Study text:
[Start of section]

FIG. 1. Amino acid sequences of celD (SEQ ID NO:27) and celS (SEQ ID NO:28) dockerin domains. Each domain contains 60-70 amino acid residues and is comprised of two homologous (but not identical) segments arranged in a linear fashion.
FIG. 2. The strategy of assembling the DNA fragment encoding the dockerin domain of celD protein. The DNA was assembled from 8 synthetic oligonucleotides through DNA ligation and DNA amplification. A PstI site was engineered at each terminus of the DNA fragment for subsequent cloning.
FIG. 3. Structure of the plasmid pAK186T15. This is a plasmid capable of replicating in E. coli and carries the resistance genes to ampicillin and chloramphenicol. The plasmid contains a promoter derived from the aprE gene of Bacillus subtilis which controls the expression of the lipase gene in Bacillus subtilis. An unique SacII site located at the COOH terminus of the lipase protein encoding sequence allows the insertion of the DNA fragment encoding the dockerin domain peptide. Once the plasmid is transformed into Bacillus subtilis, the DNA can integrate into the Bacillus chromosome at the aprE gene via the homology at the aprE promoter.

[End of section]

Extend the figure descriptions about the dockerin domain constructs, starting right after their final sentence. The lines that follow come from a source unrelated to the text.

(Point localization data)
[Start of section]

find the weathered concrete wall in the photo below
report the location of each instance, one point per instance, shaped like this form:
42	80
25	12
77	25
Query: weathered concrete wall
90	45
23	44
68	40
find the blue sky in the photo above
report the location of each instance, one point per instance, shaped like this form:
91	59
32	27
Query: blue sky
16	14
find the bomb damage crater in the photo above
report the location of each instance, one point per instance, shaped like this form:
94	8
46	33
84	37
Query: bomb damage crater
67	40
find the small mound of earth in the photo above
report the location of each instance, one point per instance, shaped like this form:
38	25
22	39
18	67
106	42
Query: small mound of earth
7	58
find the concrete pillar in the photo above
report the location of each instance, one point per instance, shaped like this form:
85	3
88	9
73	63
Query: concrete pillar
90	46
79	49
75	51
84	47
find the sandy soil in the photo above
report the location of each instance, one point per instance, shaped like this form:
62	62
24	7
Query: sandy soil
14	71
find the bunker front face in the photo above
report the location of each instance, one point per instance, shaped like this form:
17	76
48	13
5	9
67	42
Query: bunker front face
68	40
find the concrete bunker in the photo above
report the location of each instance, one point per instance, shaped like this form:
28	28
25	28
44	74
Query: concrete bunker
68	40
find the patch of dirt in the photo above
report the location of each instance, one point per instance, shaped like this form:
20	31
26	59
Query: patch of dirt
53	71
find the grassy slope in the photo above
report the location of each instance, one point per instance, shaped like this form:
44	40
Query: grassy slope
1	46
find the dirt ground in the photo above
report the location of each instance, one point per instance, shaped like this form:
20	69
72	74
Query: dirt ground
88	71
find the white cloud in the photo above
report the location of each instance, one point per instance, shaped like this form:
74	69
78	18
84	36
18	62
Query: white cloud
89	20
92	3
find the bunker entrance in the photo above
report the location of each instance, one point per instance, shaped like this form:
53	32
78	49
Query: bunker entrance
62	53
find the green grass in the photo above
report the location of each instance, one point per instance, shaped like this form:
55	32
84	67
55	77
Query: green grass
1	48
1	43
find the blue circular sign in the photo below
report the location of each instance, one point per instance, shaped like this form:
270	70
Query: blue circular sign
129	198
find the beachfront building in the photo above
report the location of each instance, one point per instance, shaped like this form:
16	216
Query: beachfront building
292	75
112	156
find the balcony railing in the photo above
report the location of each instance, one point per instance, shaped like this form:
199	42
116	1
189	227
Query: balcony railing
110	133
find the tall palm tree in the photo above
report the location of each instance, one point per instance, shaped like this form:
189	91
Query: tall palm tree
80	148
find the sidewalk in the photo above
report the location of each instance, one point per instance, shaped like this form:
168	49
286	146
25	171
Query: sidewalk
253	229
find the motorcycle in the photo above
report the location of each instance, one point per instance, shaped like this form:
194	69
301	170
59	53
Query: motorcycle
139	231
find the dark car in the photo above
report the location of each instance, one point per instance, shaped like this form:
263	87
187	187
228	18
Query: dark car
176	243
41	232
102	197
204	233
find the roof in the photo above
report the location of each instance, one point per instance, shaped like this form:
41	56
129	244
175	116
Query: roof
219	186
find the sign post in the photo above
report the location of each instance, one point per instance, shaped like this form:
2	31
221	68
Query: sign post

[End of section]

Answer:
FIG. 4. Structure of plasmid pGEX-5X-3 for E. coli expression. This plasmid contains the coding sequence of glutathione-S-transferase under the control of the E. coli lac promoter. Multiple unique restriction sites were engineered immediately following the coding region of the GST protein and allow the creation of various protein fusions with GST protein. A cleavage sequence of protease Factor Xa was also engineered in the junction to allow the GST protein to be cleaved from the fusion protein.
FIG. 5. Results of binding studies showing that the complex of lipase enzyme and scaffoldin domain can be isolated through binding to cellulose when the lipase-dockerin fusion enzyme and scaffoldin having both internal repeating elements and a complete cellulose binding domain (CBD) are present in the binding reaction.
FIG. 6. The amino acid sequence of the first (1-153) and second (154-306) internal repeating units followed by the CBD (239-531) sequence. As described in Example 6, this protein was expressed in the form of GST fusion protein and was cleaved off from the GST protein moiety by the treatment of protease Factor Xa.